- [Task list]
[1] According to the Piney Grove history, what did Thomas Fletcher Harwood do with the store building in 1905?
[2] Pick up the Piney Grove history after its final sentence and keep writing it.

───── Source text

In 1790 Southall administered the first U.S. Census locally. During the late eighteenth century, residents of the plantation included Furneau Southall, his wife, and seven children. Also housed here were sixteen slaves: Amy, Bess, Bristol, Critty, Dick, Dublin, Jack, Kate, Lucky, Nutty, Patsey, Pompy, Peter, Rippons, Rose, and Silvia. The personal property tax lists also document the plantation furnishings, library, and livestock.

The plantation was held by the Southall family until 1857, when Furneau's grandson, John Seth Stubblefield, sold a portion of the plantation to Edmund Archer Saunders. This portion of the property included the log corn crib, which by 1857 had been converted and enlarged for use as a store. The 1851 addition to the original log structure may have been constructed with timbers re-used from the original plantation house: Original post and beam framing was reused in balloon frame construction. Under Saunders's ownership, the rural general merchandise business became known as Piney Grove Store.

===Post-Civil War to present===
Following the American Civil War, Saunders moved to Richmond, where he became a successful wholesale grocer. He became a major landowner in Charles City County, purchasing properties such as Indian Fields, Weyanoke, and Upper Shirley. He commissioned a handsome stone baptismal font for Westover Episcopal Church, which remains in use there. A portrait of Saunders hangs in the drawing room of the big house at Evelynton Plantation, which was built by his granddaughter Mary Ball Saunders Ruffin and her husband.

Thomas Fletcher Harwood operated Piney Grove Store from 1874 until 1915. In 1905 he enlarged and adapted the store building as a five-bedroom residence. During Harwood's ownership, the property also included the office of his physician son, Dr. Ashton Harwood. The Harwood family children's cemetery is located on the grounds. It has elaborate cast-iron fencing produced by the Cincinnati Ironworks. From 1916 until 1984, Piney Grove belonged to the Hughes family.

==Heritage tourism==
After purchase in 1984, the Gordineer family began a five-year restoration of the house. Original outbuildings on the property include a smokehouse, chicken house, and small and large pole sheds to store farm equipment. Hughes family photographs document there were formerly both large and small barns, and a dairy that are no longer standing. The archaeological remains of Dr. Harwood's office survive just northwest of the large pole shed.

──────────
───── Listed records

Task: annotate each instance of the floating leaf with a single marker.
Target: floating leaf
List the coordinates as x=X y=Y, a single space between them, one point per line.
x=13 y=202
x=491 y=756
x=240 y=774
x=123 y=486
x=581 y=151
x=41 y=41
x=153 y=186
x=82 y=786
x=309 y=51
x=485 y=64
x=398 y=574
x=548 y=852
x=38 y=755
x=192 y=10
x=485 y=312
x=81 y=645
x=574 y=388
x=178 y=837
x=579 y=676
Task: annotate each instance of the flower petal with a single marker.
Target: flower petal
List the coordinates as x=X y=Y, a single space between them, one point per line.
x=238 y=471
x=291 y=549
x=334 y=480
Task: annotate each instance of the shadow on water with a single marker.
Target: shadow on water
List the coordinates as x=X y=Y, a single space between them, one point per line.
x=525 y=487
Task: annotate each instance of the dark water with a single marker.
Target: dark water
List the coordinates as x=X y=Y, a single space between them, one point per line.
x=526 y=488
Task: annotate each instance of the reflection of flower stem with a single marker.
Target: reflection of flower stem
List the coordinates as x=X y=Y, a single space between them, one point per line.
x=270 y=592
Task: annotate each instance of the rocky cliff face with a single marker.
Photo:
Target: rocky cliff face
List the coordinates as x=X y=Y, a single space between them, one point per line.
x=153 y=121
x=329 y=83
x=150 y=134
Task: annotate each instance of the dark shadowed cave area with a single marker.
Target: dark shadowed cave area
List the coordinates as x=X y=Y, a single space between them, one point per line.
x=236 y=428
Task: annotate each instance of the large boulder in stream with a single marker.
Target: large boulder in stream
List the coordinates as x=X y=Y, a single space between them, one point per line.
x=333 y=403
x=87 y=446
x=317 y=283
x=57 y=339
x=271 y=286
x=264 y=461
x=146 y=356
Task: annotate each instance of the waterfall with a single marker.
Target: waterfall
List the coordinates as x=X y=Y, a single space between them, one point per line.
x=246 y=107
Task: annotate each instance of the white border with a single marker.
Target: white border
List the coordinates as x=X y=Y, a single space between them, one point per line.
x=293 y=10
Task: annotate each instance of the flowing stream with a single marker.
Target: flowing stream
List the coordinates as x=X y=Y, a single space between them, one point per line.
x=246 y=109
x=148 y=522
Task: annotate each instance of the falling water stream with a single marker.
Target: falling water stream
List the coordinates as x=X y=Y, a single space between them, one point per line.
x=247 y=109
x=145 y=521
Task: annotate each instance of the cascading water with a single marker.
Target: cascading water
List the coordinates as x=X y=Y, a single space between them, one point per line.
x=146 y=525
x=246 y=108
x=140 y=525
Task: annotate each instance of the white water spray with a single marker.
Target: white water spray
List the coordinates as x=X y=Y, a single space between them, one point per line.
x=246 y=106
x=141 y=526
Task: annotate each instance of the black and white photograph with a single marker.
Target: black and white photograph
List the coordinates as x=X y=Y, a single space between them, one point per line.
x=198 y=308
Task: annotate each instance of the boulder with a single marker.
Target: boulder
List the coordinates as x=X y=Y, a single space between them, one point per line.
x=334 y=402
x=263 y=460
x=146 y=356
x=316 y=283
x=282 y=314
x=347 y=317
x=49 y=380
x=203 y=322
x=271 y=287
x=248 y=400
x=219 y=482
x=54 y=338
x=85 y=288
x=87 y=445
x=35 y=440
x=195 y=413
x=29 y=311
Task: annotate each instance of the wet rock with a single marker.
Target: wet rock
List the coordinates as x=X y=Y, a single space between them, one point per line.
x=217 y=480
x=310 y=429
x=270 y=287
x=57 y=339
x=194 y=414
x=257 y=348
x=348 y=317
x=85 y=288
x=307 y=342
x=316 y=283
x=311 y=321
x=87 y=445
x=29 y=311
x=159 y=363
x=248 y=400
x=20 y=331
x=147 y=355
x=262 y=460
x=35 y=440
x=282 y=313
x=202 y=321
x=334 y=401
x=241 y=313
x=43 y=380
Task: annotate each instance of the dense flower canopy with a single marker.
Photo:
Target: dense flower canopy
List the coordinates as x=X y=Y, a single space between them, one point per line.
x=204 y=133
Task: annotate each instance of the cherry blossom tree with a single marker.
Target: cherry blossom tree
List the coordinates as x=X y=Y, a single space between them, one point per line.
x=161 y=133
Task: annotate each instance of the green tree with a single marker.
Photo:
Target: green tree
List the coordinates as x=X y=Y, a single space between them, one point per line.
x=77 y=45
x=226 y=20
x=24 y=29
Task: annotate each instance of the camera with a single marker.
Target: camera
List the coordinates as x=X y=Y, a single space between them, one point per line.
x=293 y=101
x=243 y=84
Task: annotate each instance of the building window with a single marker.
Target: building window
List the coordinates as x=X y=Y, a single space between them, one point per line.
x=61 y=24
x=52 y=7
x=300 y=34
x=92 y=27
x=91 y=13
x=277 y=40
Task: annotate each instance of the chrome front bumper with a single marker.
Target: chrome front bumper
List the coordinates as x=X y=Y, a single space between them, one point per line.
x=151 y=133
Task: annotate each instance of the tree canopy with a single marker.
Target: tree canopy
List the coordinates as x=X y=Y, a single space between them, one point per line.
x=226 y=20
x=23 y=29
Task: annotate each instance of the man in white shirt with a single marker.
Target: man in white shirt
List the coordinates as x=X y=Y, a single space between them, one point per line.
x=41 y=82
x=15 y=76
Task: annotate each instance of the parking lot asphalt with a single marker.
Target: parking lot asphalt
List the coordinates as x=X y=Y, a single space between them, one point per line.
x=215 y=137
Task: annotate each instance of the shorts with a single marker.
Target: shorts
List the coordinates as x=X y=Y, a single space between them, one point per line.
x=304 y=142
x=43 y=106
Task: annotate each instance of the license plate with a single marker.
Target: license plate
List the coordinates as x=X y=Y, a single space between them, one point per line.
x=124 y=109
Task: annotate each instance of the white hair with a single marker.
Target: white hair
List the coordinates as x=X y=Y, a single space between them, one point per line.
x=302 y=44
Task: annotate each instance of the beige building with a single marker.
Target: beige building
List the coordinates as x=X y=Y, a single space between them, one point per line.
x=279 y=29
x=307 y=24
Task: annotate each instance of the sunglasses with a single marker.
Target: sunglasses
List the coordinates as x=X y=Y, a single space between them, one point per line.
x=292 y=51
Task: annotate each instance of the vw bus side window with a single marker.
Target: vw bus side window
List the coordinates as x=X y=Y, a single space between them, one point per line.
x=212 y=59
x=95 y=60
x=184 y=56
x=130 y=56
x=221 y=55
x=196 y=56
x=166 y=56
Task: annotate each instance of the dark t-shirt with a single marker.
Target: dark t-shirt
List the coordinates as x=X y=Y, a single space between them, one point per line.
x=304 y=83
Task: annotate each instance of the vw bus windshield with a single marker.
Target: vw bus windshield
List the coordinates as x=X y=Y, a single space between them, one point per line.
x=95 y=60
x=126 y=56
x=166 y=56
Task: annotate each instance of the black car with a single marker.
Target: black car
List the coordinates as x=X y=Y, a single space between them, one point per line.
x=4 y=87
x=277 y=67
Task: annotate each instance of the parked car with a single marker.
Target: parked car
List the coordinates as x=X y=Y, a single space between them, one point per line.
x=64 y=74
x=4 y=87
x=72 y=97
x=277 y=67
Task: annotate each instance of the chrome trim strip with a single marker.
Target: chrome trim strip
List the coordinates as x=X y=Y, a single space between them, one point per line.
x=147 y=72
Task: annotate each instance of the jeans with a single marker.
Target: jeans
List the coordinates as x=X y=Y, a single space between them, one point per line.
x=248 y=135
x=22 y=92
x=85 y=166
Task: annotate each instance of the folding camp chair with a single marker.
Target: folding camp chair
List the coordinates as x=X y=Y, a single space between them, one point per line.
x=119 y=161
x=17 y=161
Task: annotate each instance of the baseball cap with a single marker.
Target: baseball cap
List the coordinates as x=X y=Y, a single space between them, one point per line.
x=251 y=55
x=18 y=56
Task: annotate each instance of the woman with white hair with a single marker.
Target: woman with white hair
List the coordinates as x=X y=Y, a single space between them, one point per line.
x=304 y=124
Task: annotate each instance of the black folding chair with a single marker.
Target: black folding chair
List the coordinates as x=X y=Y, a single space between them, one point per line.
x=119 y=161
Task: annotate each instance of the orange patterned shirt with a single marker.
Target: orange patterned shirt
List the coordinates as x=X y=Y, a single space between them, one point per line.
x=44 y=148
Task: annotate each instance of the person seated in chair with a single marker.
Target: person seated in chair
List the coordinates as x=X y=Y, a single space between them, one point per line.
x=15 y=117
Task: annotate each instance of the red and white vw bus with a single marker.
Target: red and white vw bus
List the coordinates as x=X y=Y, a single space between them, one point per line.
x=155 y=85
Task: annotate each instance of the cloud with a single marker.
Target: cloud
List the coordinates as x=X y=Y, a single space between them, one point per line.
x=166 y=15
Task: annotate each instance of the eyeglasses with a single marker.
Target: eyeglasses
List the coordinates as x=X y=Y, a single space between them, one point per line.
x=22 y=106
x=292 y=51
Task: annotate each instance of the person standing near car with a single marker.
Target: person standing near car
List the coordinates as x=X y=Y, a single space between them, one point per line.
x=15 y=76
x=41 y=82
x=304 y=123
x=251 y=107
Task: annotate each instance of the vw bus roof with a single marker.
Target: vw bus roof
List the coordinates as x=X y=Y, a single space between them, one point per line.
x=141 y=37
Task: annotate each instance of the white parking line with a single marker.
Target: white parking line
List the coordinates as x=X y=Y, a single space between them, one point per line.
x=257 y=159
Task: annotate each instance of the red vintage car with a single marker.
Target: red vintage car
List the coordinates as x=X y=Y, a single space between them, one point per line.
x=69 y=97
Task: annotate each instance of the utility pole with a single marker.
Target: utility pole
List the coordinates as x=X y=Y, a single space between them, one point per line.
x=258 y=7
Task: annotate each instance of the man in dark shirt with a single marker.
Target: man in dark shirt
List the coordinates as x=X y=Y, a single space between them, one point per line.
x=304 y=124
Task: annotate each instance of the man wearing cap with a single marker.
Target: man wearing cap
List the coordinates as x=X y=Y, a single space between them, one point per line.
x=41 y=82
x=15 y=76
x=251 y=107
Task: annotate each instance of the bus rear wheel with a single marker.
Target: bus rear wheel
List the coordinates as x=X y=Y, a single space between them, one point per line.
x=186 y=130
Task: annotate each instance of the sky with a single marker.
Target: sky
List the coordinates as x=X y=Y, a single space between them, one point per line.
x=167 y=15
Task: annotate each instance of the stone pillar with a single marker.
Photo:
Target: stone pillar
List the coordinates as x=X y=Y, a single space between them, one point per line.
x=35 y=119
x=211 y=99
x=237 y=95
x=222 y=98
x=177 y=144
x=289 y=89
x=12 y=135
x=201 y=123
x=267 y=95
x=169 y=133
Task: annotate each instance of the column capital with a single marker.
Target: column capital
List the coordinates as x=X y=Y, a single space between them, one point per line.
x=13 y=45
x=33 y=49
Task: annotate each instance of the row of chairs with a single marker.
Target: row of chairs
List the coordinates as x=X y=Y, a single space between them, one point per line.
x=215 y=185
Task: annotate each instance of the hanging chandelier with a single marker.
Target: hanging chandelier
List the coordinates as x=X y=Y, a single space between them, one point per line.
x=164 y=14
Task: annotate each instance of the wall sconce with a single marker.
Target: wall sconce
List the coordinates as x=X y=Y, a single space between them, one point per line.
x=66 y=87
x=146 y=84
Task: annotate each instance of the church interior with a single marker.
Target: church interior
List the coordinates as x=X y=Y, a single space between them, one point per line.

──────────

- [Answers for the exercise]
[1] He enlarged the store building and adapted it as a five-bedroom residence.

[2]
Piney Grove has been furnished with a collection of antiques and artifacts that chronicle the history of the property. They include family antiques that descend in the Gordineer family through a Canadian branch of the family, descendants of Judge Edward Bowen of Quebec, Canada. Bowen portraits include Edward Bowen, Isabella Cassan Bowen, and Isabella Bowen Hyndman.

The grounds include a collection of folk architecture moved to Piney Grove at Southall's Plantation to be spared from demolition at their original sites. These buildings are Ashland (built 1835 in James City County, Virginia); Dower Quarter (built 1835, Henrico County, Virginia); Ladysmith (built 1857, Caroline County, Virginia); Duck Church (built 1917, Dare County, North Carolina); Pocahontas Tea House Outhouse (built ca. 1930, Henrico County), and Peace Hill Smokehouse (built ca. 1920, Charles City County). The grounds also include a reproduction of the Lanexa Farmstand (built ca. 1940, James City County, Virginia).

The complex is listed on the National Register of Historic Places. The grounds are open daily from 9:00 a.m. to 5:00 p.m. daily, and guided tours of the house are available daily by appointment. Bed and breakfast lodging is available in the historic Ladysmith house on the property. The property is an official site of the Virginia Civil War Trails, Virginia Birding and Wildlife Trail, Virginia Time Travelers Program, Jamestown Discovery Trail, and National Register "James River Plantations" Travel Itinerary.